▸ INPUT RECORDS

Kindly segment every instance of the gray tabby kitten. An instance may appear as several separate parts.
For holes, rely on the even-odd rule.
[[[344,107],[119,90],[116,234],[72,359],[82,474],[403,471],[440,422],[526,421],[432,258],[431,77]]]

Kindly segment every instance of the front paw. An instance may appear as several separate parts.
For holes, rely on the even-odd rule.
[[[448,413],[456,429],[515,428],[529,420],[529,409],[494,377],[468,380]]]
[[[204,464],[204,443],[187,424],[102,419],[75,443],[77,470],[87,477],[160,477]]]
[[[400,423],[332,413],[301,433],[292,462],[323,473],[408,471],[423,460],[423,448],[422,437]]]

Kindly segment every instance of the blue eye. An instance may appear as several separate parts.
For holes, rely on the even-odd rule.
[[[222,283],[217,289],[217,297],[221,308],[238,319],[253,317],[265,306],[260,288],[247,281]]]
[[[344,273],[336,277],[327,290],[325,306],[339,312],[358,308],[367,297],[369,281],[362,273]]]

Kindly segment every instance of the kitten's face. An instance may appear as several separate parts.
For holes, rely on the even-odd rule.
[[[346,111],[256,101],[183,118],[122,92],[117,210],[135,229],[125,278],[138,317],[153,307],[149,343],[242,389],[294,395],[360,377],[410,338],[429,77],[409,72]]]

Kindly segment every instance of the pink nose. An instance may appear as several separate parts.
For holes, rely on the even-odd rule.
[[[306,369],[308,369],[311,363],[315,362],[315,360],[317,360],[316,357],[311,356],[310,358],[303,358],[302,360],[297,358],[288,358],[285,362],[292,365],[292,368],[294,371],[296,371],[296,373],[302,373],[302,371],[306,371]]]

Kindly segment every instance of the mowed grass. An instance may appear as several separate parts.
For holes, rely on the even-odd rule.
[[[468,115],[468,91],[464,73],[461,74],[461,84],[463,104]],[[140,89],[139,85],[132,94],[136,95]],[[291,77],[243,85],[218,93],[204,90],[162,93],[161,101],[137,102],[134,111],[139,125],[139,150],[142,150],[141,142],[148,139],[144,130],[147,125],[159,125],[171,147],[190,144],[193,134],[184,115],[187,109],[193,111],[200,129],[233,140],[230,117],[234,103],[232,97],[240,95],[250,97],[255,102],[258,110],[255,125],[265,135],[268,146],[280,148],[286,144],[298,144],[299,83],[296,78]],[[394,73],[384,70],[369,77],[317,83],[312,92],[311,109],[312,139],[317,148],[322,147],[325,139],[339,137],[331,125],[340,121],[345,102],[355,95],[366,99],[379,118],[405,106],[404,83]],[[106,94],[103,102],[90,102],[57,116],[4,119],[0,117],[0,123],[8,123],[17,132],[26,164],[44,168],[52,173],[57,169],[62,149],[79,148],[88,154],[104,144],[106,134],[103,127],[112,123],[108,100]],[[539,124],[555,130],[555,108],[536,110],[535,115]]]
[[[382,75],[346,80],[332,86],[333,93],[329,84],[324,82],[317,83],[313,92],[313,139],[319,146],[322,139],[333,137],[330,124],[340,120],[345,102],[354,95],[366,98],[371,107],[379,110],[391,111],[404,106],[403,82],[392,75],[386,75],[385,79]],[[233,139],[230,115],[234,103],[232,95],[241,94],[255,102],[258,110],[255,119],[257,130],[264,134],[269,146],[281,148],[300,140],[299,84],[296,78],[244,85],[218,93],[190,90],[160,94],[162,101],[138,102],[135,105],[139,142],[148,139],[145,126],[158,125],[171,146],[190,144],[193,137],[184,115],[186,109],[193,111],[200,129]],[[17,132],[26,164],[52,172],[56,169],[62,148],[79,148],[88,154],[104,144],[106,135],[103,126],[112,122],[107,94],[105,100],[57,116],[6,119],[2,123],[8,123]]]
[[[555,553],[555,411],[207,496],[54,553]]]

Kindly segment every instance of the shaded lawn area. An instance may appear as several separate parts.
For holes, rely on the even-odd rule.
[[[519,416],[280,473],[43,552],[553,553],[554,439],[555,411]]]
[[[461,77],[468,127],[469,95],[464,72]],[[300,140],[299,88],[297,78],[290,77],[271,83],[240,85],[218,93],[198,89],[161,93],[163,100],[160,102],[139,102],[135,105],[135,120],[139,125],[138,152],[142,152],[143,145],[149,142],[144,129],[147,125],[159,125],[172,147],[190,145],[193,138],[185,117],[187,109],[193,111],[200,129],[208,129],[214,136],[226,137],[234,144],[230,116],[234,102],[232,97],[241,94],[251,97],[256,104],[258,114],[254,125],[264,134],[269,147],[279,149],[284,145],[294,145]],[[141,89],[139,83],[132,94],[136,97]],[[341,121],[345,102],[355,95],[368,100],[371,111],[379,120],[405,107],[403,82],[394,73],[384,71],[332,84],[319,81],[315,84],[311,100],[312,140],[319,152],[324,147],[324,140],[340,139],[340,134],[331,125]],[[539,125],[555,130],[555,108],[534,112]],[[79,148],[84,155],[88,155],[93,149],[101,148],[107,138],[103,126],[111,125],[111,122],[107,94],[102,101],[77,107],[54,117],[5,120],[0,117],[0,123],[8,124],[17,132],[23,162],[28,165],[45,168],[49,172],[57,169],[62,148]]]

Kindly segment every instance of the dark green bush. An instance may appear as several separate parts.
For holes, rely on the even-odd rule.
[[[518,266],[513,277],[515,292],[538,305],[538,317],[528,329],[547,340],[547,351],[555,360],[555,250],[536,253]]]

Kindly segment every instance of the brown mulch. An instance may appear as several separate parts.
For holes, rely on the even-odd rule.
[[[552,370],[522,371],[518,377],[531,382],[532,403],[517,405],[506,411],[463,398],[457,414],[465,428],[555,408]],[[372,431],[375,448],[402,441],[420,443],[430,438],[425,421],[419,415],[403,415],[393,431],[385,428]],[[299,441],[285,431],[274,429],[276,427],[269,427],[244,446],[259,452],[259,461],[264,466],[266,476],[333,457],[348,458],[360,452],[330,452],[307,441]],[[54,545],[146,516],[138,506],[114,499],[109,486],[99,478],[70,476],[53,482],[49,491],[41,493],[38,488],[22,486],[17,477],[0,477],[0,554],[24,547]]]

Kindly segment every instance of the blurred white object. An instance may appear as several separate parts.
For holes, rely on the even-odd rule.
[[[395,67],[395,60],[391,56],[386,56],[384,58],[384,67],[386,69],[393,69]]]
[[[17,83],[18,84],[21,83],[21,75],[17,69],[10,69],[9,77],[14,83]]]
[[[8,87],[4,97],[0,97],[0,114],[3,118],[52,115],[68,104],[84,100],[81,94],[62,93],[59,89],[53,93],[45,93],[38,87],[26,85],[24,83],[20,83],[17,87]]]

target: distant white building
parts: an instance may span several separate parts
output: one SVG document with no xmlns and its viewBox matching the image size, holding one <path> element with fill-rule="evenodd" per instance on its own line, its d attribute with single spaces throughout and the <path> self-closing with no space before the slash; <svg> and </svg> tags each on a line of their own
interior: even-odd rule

▸ DIRECTIONS FOR THIS TASK
Copy all of the rows above, character for character, with nothing added or left out.

▸ ANSWER
Kindly segment every instance of the gray tabby kitten. An instance may appear as several separate parts.
For holes, rely on the even-odd rule.
[[[344,107],[119,90],[116,234],[72,359],[82,474],[403,471],[440,422],[526,421],[432,258],[431,77]]]

Kindly segment every instance of the front paw. An instance may appear as several separate parts.
For holes, rely on the even-odd rule.
[[[448,413],[456,429],[515,428],[529,420],[529,409],[494,377],[468,380]]]
[[[204,464],[204,443],[187,424],[102,419],[75,443],[77,470],[87,477],[160,477]]]
[[[400,423],[332,413],[301,433],[292,462],[323,473],[408,471],[423,460],[423,448],[422,437]]]

Kindly segment every instance of the blue eye. An instance may appear as several separate parts.
For holes, rely on the even-odd rule.
[[[222,283],[217,289],[217,297],[221,308],[238,319],[253,317],[265,306],[260,288],[247,281]]]
[[[344,273],[336,277],[327,290],[325,306],[339,312],[358,308],[367,297],[369,281],[362,273]]]

Kindly segment every instance of the kitten's face. An instance may appear as several separate parts.
For holes, rely on the even-odd rule.
[[[346,111],[256,101],[183,118],[122,92],[117,210],[135,229],[125,278],[138,317],[153,307],[149,343],[242,389],[294,395],[360,377],[410,338],[429,77],[409,72]]]

Kindly segment every instance of the pink nose. An instance may appear as several separate parts.
For holes, rely on the even-odd rule.
[[[306,369],[308,369],[311,363],[315,362],[315,360],[317,360],[316,357],[311,356],[310,358],[303,358],[302,360],[297,358],[288,358],[285,362],[292,365],[292,368],[294,371],[296,371],[296,373],[302,373],[302,371],[306,371]]]

Kindly segment every instance of the mowed grass. An instance may appear as several separate parts.
For holes, rely on the even-odd rule.
[[[468,115],[468,91],[464,73],[461,74],[461,84],[463,104]],[[140,89],[139,85],[132,94],[136,95]],[[291,77],[243,85],[218,93],[204,90],[162,93],[161,101],[137,102],[134,111],[139,125],[139,150],[142,150],[141,142],[148,139],[144,130],[147,125],[159,125],[171,147],[190,144],[193,134],[184,115],[187,109],[193,111],[200,129],[233,140],[230,117],[234,103],[232,97],[240,95],[250,97],[255,102],[258,110],[255,125],[265,135],[268,146],[280,148],[286,144],[298,144],[299,83],[296,78]],[[394,73],[384,70],[369,77],[317,83],[312,92],[311,109],[312,139],[317,148],[322,147],[325,139],[339,137],[331,125],[340,121],[345,102],[355,95],[366,99],[379,118],[405,106],[404,83]],[[106,94],[103,102],[90,102],[57,116],[4,119],[0,117],[0,123],[8,123],[17,132],[26,164],[44,168],[52,173],[57,169],[62,149],[79,148],[88,154],[104,144],[106,134],[103,127],[112,123],[108,100]],[[539,124],[555,130],[555,108],[536,110],[535,115]]]
[[[382,75],[346,80],[332,86],[333,93],[329,84],[324,82],[317,83],[313,92],[313,139],[319,146],[322,139],[333,137],[330,124],[340,120],[345,102],[354,95],[366,98],[371,107],[379,110],[391,111],[404,106],[403,82],[392,75],[386,75],[385,79]],[[233,139],[230,115],[234,103],[232,95],[241,94],[255,102],[258,110],[255,119],[257,130],[264,134],[269,146],[281,148],[300,140],[299,84],[296,78],[244,85],[218,93],[190,90],[160,94],[162,101],[138,102],[135,105],[139,142],[148,139],[145,126],[158,125],[171,146],[190,144],[193,137],[184,115],[186,109],[193,111],[200,129]],[[17,132],[26,164],[52,172],[56,169],[62,148],[79,148],[88,154],[104,144],[106,135],[103,126],[112,122],[107,94],[105,100],[57,116],[6,119],[2,123],[8,123]]]
[[[555,553],[555,411],[207,496],[54,553]]]

Kindly segment every instance of the shaded lawn area. An instance may appear as several separate parts.
For holes, rely on the even-odd rule.
[[[519,416],[280,473],[43,552],[553,553],[554,439],[555,411]]]
[[[461,77],[468,127],[469,95],[464,72]],[[300,140],[299,88],[297,78],[290,77],[271,83],[240,85],[218,93],[198,89],[161,93],[163,100],[160,102],[139,102],[135,105],[135,120],[139,125],[138,152],[142,152],[143,145],[149,142],[144,129],[147,125],[159,125],[172,147],[190,145],[193,138],[185,117],[187,109],[193,111],[200,129],[208,129],[214,136],[226,137],[234,144],[230,116],[234,102],[232,97],[241,94],[251,97],[256,104],[258,114],[254,125],[264,134],[269,147],[279,149],[284,145],[294,145]],[[141,89],[139,83],[132,94],[136,97]],[[341,121],[345,102],[355,95],[368,100],[371,111],[379,120],[405,107],[403,82],[394,73],[384,71],[332,84],[319,81],[315,84],[311,100],[312,140],[319,152],[324,147],[324,140],[340,139],[340,134],[331,125]],[[539,125],[555,130],[555,108],[534,112]],[[79,148],[84,155],[88,155],[93,149],[101,148],[107,138],[103,126],[111,125],[111,122],[107,94],[102,101],[77,107],[54,117],[5,120],[0,117],[0,123],[8,124],[17,132],[23,162],[28,165],[45,168],[49,172],[57,169],[62,148]]]

Kindly segment every instance of the dark green bush. An instance may appear as several separate parts.
For holes, rely on the even-odd rule.
[[[518,266],[513,277],[515,292],[538,305],[538,317],[528,329],[547,340],[547,351],[555,360],[555,250],[536,253]]]

Kindly segment every instance of the brown mulch. An instance may appear as several separate parts.
For holes, rely on the even-odd rule.
[[[552,370],[522,371],[518,377],[531,382],[532,403],[517,405],[506,411],[463,398],[457,414],[465,428],[555,408]],[[372,431],[375,448],[402,441],[420,443],[430,438],[425,421],[419,415],[403,415],[393,431],[385,428]],[[299,441],[285,431],[274,429],[276,427],[269,427],[244,446],[259,452],[259,461],[264,466],[266,476],[333,457],[348,458],[360,452],[330,452],[307,441]],[[54,545],[146,516],[138,506],[114,499],[109,486],[99,478],[70,476],[53,482],[49,491],[41,493],[38,488],[22,486],[17,477],[0,477],[0,554],[24,547]]]

Kindly segment every instance of the blurred white object. An instance may appear as several separate parts.
For holes, rely on the even-odd rule.
[[[395,67],[395,60],[391,56],[386,56],[384,58],[384,67],[386,69],[393,69]]]
[[[17,83],[18,84],[21,83],[21,75],[17,69],[10,69],[9,77],[14,83]]]
[[[8,87],[4,97],[0,97],[0,114],[3,118],[52,115],[68,104],[84,100],[81,94],[62,93],[59,89],[53,93],[45,93],[38,87],[26,85],[24,83],[20,83],[17,87]]]

target: distant white building
parts: an instance may span several separate parts
output: one SVG document with no xmlns and its viewBox matching the image size, holding one <path> element with fill-rule="evenodd" per instance on its own line, its d attribute with single spaces throughout and the <path> self-closing with no space before the slash; <svg> and </svg> tags each on a line of their own
interior: even-odd rule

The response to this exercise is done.